EXERCISE PROMPT: Edit the listing below by changing every "rough mask" to "coarse mask", and keep everything else the same.

╔══

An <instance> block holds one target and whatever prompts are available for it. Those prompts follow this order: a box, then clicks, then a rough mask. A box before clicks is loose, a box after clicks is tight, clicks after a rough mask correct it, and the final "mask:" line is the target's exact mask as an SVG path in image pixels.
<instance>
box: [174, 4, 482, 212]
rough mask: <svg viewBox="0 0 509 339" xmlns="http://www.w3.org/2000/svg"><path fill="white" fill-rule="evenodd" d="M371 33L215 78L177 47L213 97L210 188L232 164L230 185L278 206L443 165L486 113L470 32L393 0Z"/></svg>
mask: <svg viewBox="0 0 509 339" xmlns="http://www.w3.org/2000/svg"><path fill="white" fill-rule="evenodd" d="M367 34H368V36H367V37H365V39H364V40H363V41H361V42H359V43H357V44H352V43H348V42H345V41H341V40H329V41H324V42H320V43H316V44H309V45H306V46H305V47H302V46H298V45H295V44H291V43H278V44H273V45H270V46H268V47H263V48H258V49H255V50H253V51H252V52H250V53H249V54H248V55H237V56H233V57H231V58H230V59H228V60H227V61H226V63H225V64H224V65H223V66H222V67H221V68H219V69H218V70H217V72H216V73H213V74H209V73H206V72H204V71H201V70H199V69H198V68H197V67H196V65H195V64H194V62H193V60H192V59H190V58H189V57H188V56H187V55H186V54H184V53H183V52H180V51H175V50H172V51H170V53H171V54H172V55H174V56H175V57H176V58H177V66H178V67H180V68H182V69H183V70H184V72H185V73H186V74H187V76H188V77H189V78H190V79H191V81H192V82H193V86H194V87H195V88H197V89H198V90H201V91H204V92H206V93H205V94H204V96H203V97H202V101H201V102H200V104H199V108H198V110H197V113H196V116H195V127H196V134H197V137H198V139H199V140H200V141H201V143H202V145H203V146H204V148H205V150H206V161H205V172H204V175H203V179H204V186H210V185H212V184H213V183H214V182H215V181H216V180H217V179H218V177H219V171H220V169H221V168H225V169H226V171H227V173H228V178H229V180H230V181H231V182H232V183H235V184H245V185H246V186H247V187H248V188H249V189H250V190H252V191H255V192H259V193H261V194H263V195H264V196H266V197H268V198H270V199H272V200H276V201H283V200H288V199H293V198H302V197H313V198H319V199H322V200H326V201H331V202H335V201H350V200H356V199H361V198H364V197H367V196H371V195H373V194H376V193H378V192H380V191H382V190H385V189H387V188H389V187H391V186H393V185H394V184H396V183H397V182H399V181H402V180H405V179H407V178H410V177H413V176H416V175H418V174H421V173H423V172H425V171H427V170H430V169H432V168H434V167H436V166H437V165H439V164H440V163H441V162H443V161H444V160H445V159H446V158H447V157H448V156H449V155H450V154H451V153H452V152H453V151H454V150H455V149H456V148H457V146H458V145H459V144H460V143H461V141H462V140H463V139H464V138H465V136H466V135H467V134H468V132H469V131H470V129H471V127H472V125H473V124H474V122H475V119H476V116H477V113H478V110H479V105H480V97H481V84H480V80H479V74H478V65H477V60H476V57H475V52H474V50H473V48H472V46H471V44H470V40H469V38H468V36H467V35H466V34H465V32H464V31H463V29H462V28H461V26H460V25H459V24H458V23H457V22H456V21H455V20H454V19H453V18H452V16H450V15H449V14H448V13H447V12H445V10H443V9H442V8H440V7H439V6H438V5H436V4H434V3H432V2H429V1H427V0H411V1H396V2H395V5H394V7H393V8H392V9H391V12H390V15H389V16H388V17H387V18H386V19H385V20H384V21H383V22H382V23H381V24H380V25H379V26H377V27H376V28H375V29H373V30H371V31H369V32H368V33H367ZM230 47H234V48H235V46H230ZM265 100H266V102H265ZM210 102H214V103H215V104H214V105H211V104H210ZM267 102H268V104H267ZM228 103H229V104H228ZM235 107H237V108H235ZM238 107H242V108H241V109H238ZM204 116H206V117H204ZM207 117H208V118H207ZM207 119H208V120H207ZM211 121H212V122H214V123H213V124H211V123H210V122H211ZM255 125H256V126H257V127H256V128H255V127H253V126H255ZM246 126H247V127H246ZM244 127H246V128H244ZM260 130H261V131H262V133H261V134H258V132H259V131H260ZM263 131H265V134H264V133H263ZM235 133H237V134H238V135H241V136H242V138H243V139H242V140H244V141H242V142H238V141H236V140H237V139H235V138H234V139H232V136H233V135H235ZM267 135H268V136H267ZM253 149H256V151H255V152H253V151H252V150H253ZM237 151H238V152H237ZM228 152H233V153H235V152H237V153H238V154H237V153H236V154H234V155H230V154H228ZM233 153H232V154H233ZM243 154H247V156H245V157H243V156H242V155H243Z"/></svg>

╚══

ANSWER TO THE EXERCISE:
An <instance> block holds one target and whatever prompts are available for it. Those prompts follow this order: a box, then clicks, then a coarse mask. A box before clicks is loose, a box after clicks is tight, clicks after a coarse mask correct it, and the final "mask:" line is the target's exact mask as an SVG path in image pixels.
<instance>
box: [174, 4, 482, 212]
coarse mask: <svg viewBox="0 0 509 339" xmlns="http://www.w3.org/2000/svg"><path fill="white" fill-rule="evenodd" d="M371 33L215 78L177 47L213 97L210 188L232 164L230 185L278 206L443 165L486 113L470 32L393 0Z"/></svg>
mask: <svg viewBox="0 0 509 339" xmlns="http://www.w3.org/2000/svg"><path fill="white" fill-rule="evenodd" d="M367 34H368V36H367V37H365V39H364V40H363V41H361V42H359V43H357V44H352V43H348V42H345V41H341V40H329V41H324V42H320V43H316V44H309V45H306V46H305V47H302V46H298V45H295V44H291V43H278V44H273V45H270V46H268V47H263V48H258V49H255V50H253V51H252V52H250V53H249V54H248V55H237V56H233V57H231V58H230V59H228V60H227V61H226V63H225V64H224V65H223V66H222V67H221V68H219V69H218V70H217V72H216V73H213V74H209V73H206V72H204V71H201V70H199V69H198V68H197V67H196V65H195V64H194V62H193V60H192V59H190V58H189V57H188V56H187V55H186V54H184V53H183V52H180V51H175V50H172V51H170V53H171V54H172V55H174V56H175V57H176V58H177V66H178V67H180V68H182V69H183V70H184V72H185V73H186V74H187V76H188V77H189V78H190V79H191V81H192V82H193V86H194V87H195V88H197V89H198V90H201V91H204V92H206V93H205V94H204V96H203V97H202V101H201V102H200V104H199V108H198V110H197V113H196V116H195V127H196V134H197V137H198V139H199V140H200V141H201V143H202V145H203V146H204V148H205V150H206V161H205V172H204V175H203V179H204V186H210V185H212V184H213V183H214V182H215V181H216V180H217V179H218V177H219V171H220V169H221V168H225V169H226V171H227V173H228V178H229V180H230V181H231V182H232V183H235V184H245V185H246V186H247V187H248V188H249V189H250V190H252V191H255V192H259V193H261V194H263V195H264V196H266V197H268V198H270V199H272V200H276V201H283V200H288V199H293V198H302V197H313V198H319V199H322V200H326V201H331V202H335V201H350V200H356V199H361V198H364V197H367V196H371V195H373V194H376V193H378V192H380V191H382V190H385V189H387V188H389V187H391V186H393V185H394V184H396V183H397V182H399V181H402V180H405V179H407V178H410V177H413V176H416V175H418V174H421V173H423V172H425V171H427V170H430V169H432V168H434V167H436V166H437V165H439V164H440V163H441V162H443V161H444V160H445V159H446V158H447V157H448V156H449V155H450V154H451V153H452V152H453V151H454V150H455V149H456V148H457V146H458V145H459V144H460V143H461V141H462V140H463V139H464V138H465V136H466V135H467V134H468V132H469V131H470V129H471V127H472V125H473V124H474V122H475V119H476V116H477V113H478V110H479V105H480V97H481V84H480V80H479V74H478V65H477V60H476V57H475V52H474V50H473V48H472V46H471V44H470V40H469V38H468V36H467V35H466V34H465V32H464V31H463V29H462V28H461V26H460V25H459V24H458V23H457V22H456V21H455V20H454V19H453V18H452V16H450V15H449V14H448V13H447V12H445V10H443V9H442V8H440V7H439V6H438V5H436V4H434V3H432V2H429V1H427V0H411V1H396V2H395V5H394V7H393V8H392V9H391V12H390V15H389V16H388V17H387V18H386V19H385V20H384V21H383V22H382V23H381V24H380V25H379V26H377V27H376V28H375V29H373V30H371V31H369V32H368V33H367ZM230 47H234V48H235V46H230ZM265 100H266V102H265ZM210 102H214V103H215V104H214V105H211V104H210ZM267 102H268V104H267ZM228 103H229V104H228ZM235 107H237V108H235ZM238 107H242V108H241V109H238ZM204 116H206V117H204ZM207 117H208V118H207ZM207 119H208V120H207ZM211 121H212V122H214V123H213V124H211V123H210V122H211ZM255 125H256V126H257V127H256V128H255V127H253V126H255ZM246 126H247V127H246ZM244 127H246V128H244ZM260 130H261V131H262V133H261V134H258V132H259V131H260ZM263 131H265V134H264V133H263ZM235 133H237V134H238V135H241V136H242V138H243V139H242V140H244V141H242V142H238V141H236V140H237V139H235V138H234V139H232V136H233V135H235ZM267 135H268V136H267ZM253 149H256V151H255V152H253V151H252V150H253ZM237 151H238V152H237ZM228 152H233V153H235V152H237V153H238V154H237V153H236V154H234V155H230V154H228ZM233 153H232V154H233ZM243 154H247V156H245V157H243V156H242V155H243Z"/></svg>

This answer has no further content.